● **Task set**
1. Write out the portion of the book descriptions that begins at the words "A wrenching and" and stops after "us from ourselves.".
2. Carry the book descriptions on from their final sentence, adding new text that follows naturally from it.

● **Passage for review**
[Start of Attachment]

House of Impossible Beauties:

A gritty and gorgeous debut that follows a cast of gay and transgender club kids navigating the Harlem ball scene of the 1980s and ’90s, inspired by the real House of Xtravaganza made famous by the seminal documentary Paris Is Burning.

It’s 1980 in New York City, and nowhere is the city’s glamour and energy better reflected than in the burgeoning Harlem ball scene, where seventeen-year-old Angel first comes into her own. Burned by her traumatic past, Angel is new to the drag world, new to ball culture, and has a yearning inside of her to help create family for those without. When she falls in love with Hector, a beautiful young man who dreams of becoming a professional dancer, the two decide to form the House of Xtravaganza, the first-ever all-Latino house in the Harlem ball circuit. But when Hector dies of AIDS-related complications, Angel must bear the responsibility of tending to their house alone.

As mother of the house, Angel recruits Venus, a whip-fast trans girl who dreams of finding a rich man to take care of her; Juanito, a quiet boy who loves fabrics and design; and Daniel, a butch queen who accidentally saves Venus’s life. The Xtravaganzas must learn to navigate sex work, addiction, and persistent abuse, leaning on each other as bulwarks against a world that resists them. All are ambitious, resilient, and determined to control their own fates, even as they hurtle toward devastating consequences.

Told in a voice that brims with wit, rage, tenderness, and fierce yearning, The House of Impossible Beauties is a tragic story of love, family, and the dynamism of the human spirit.

Some Hell:

A wrenching and layered debut novel about a gay teen’s coming-of-age in the aftermath of his father’s suicide

Colin’s family is dissolving in the aftermath of his father’s suicide. While his mother, Diane, retreats into therapy and cynicism, Colin clings to every shred of normal life. Awash with guilt, he casts about for someone to confide in: first his estranged grandfather, then a predatory science teacher. Shunned by his siblings and rejected by his homophobic best friend, Colin immerses himself in the notebooks his father left behind. Full of strange facts, lists, and historical anecdotes that neither Colin nor Diane can understand, the notebooks infect their worldview until they can no longer tell what’s real and what’s imagined. A novel of aching intensity, Some Hell shows how unspeakable tragedy shapes a life, and how imagination saves us from ourselves.

[End of Attachment]

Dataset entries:

[Start of Attachment]

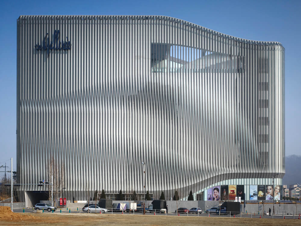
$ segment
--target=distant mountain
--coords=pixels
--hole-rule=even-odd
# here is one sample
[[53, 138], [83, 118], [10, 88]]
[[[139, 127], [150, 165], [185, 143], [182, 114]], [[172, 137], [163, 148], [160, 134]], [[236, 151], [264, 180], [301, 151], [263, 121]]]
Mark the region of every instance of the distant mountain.
[[301, 155], [293, 155], [285, 157], [285, 174], [282, 179], [283, 184], [301, 184]]

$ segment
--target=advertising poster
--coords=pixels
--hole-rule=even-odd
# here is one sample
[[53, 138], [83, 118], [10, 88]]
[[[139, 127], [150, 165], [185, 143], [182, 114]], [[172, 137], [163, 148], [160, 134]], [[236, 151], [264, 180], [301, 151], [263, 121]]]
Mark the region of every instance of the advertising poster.
[[282, 200], [284, 194], [283, 193], [284, 191], [283, 190], [283, 186], [282, 185], [280, 186], [280, 200]]
[[207, 189], [207, 200], [212, 201], [212, 188]]
[[257, 194], [258, 193], [257, 188], [257, 185], [250, 185], [250, 200], [257, 200]]
[[219, 201], [220, 199], [220, 192], [221, 190], [220, 186], [216, 186], [212, 189], [212, 193], [213, 198], [212, 200], [213, 201]]
[[236, 197], [236, 186], [229, 186], [229, 200], [235, 200]]
[[273, 185], [265, 186], [265, 200], [273, 200], [274, 199], [274, 189]]
[[280, 189], [280, 186], [279, 185], [275, 185], [274, 187], [274, 200], [279, 201], [281, 200], [281, 189]]
[[221, 186], [221, 200], [228, 200], [229, 195], [228, 191], [229, 190], [228, 185], [222, 185]]
[[244, 185], [236, 185], [236, 196], [241, 197], [242, 200], [244, 200]]
[[258, 186], [258, 194], [257, 199], [258, 200], [265, 200], [265, 185]]

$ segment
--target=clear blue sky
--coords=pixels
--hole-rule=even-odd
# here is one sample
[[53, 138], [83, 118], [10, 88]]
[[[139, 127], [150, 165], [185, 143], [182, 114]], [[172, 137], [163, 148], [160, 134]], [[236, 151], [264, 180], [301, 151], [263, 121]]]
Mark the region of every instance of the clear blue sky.
[[[301, 1], [3, 1], [0, 9], [0, 166], [16, 163], [17, 20], [20, 15], [160, 15], [285, 48], [286, 155], [301, 147]], [[10, 161], [7, 162], [10, 165]]]

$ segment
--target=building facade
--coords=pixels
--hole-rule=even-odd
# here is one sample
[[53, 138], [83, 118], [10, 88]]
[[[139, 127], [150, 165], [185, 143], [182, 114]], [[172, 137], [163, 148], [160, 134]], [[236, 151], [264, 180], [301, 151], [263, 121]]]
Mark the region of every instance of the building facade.
[[[253, 197], [250, 186], [278, 173], [281, 184], [279, 42], [163, 16], [21, 16], [17, 24], [20, 183], [53, 175], [56, 193], [79, 200], [103, 189], [209, 200], [225, 185], [228, 198], [239, 186]], [[26, 198], [47, 187], [21, 189]]]

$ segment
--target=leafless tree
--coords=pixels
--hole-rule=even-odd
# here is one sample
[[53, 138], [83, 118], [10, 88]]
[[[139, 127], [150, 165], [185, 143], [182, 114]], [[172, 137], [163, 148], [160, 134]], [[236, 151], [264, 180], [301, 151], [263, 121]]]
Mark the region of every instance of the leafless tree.
[[[55, 200], [58, 199], [59, 195], [61, 194], [62, 190], [64, 185], [64, 169], [63, 165], [57, 161], [53, 157], [50, 159], [47, 169], [48, 180], [51, 182], [51, 177], [53, 176], [53, 198]], [[51, 200], [51, 186], [49, 186], [49, 200]]]

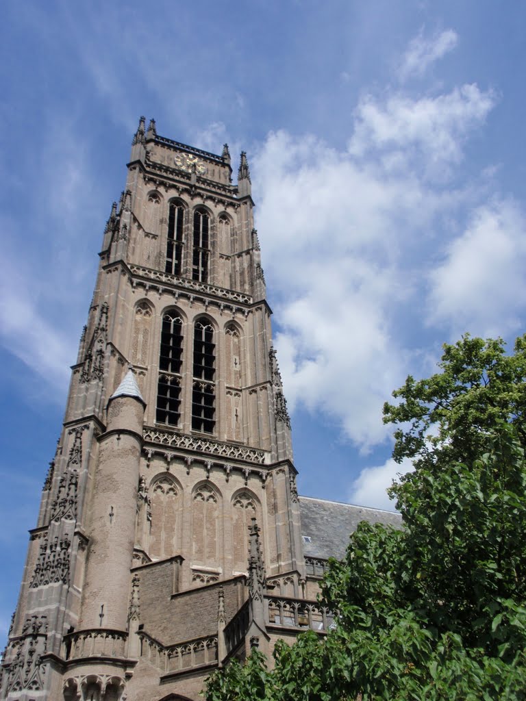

[End of Attachment]

● **Exercise results**
1.
A wrenching and layered debut novel about a gay teen’s coming-of-age in the aftermath of his father’s suicide

Colin’s family is dissolving in the aftermath of his father’s suicide. While his mother, Diane, retreats into therapy and cynicism, Colin clings to every shred of normal life. Awash with guilt, he casts about for someone to confide in: first his estranged grandfather, then a predatory science teacher. Shunned by his siblings and rejected by his homophobic best friend, Colin immerses himself in the notebooks his father left behind. Full of strange facts, lists, and historical anecdotes that neither Colin nor Diane can understand, the notebooks infect their worldview until they can no longer tell what’s real and what’s imagined. A novel of aching intensity, Some Hell shows how unspeakable tragedy shapes a life, and how imagination saves us from ourselves.

2.
INSIDE/OUT:

“I wish I’d had this book when I was 22 and making mistakes all over the world. I might have made fewer, might have made more, but I might have loved myself better the whole time. Bold, wise, percussive delight–Joseph Osmundson brings to the page the candor of the empty bed, and the full one, too. Inside/Out is like if Maggie Nelson had written Bluets about fucking men.”

– Alexander Chee, author of Queen of the Night, a New York Times Editors’ Choice

“In tracking an obsessive relationship that treads the devastating line between dysfunction and abuse, Joseph Osmundson explores how vulnerability, need, and shame echo across a life, and meditates on the complexities, both emotional and ethical, of writing that life. Inside/Out is a beautiful and brave book.”

– Garth Greenwell, author of What Belongs to You, New York Times Top 10 Book of 2016

“I don’t know that there is a writer in this country doing as much with queer theory, narrative momentum, whiteness, sexual identity, and the literal outside as Joseph Osmundson. Somehow, while welcoming readers into so many folds of his life, he manages to obliterate spectacle and really demands we ask ourselves who and what we are, and who and what we want to hide, from the inside out.”